_Testo dell'esercizio:_
══════
A proposito di team. Sei accompagnato solo dal preparatore atletico, il che è qualcosa di atipico a questi livelli. Che cosa ti ha portato a prendere questa decisione?
«Non è facile trovare un allenatore. Parliamo di una persona che ti asseconda e con cui devi passare moltissimo tempo insieme. I tennisti sono complicati (sorride, ndr), va trovata la figura giusta. Con Gianluca (Santagostino, ndr), il mio preparatore, abbiamo iniziato una collaborazione partendo da un’amicizia. È un tipo molto in gamba, che studia moltissimo. Prima di arrivare nel mondo del tennis, tre anni fa, apparteneva all’universo del football americano. Con lui mi sento di aver instaurato un equilibrio e voglio procedere con cautela per evitare di rovinarlo. Trovare un allenatore significa inoltre pagare un’ulteriore persona. Senza gli introiti dei tornei del Grande Slam è difficile stipendiare un’altra figura».

Come hai trovato il tuo equilibrio?
«Con Gianluca abbiamo migliorato tanto l’aspetto fisico, arrivando pronti ai tornei. Per farlo, ci siamo concessi anche qualche giorno in più di pausa. Non sono un gran battitore, dunque non faccio punti facili e di conseguenza dispiego tanta energia in campo».

Nel caso in cui avessi vinto contro Munar saresti arrivato intorno alla 200. posizione ATP. Vacherot è riuscito a vincere un Masters 1000 con un ranking simile...
══════
_Dati memorizzati:_
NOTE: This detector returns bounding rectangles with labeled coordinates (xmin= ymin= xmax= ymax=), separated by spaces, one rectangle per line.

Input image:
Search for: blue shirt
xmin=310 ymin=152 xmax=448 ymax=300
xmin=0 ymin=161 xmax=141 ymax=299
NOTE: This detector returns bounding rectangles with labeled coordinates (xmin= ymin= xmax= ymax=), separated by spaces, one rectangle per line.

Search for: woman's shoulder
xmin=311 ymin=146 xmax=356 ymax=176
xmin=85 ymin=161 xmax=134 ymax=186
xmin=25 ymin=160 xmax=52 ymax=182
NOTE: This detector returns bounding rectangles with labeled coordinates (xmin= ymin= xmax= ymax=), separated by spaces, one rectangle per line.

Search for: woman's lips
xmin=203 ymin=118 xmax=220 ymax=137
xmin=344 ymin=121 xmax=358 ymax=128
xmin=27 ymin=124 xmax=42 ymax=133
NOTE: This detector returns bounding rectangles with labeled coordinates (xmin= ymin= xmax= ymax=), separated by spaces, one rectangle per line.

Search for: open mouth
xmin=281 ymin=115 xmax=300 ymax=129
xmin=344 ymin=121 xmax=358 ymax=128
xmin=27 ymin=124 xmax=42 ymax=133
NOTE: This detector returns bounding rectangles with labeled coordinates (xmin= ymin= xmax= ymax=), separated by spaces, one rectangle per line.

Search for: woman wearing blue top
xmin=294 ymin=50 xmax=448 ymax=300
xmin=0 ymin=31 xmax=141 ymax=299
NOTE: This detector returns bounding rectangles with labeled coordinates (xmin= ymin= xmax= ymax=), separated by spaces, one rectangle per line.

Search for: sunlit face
══════
_Compito 1:_
Nell'intervista al tennista, a quale mondo apparteneva il preparatore Gianluca prima di arrivare nel tennis?
_Compito 2:_
Prosegui l'intervista al tennista a partire dall'ultima frase riportata.
Le righe sono materiale a sé, distinto dall'intervista.

_Risposta 1:_
All'universo del football americano.

_Risposta 2:_
«I Challenger sono un’ottima palestra per arrivare in vetta. Nei grandi tornei entri in partita in condizioni perfette. Sei servito e riverito perché sei la star. Nei Challenger è diverso. Giochi in condizioni difficili e con pochi spettatori. A Basilea ci sono state fino a 6.000 persone a seguire un mio match. Non credo di aver avuto questo pubblico neanche in venti tornei sommati (ride, ndr). Dettagli che ai tennisti con ranking inferiori fanno bene. Ti fanno sentire importante e ti spronano a fare qualcosa in più. Faccio un esempio. Quando sono arrivato a Basilea ho pensato “Wow, qui servire è più facile”. Perché avrebbe dovuto esserlo? La rete è alta uguale e il campo è come tutti gli altri. La verità è che ambienti così ti fanno sentire meglio».

Spesso si sente che i più forti lo sono anche perché sono agevolati. E se così non fosse le cose cambierebbero. Come la pensi?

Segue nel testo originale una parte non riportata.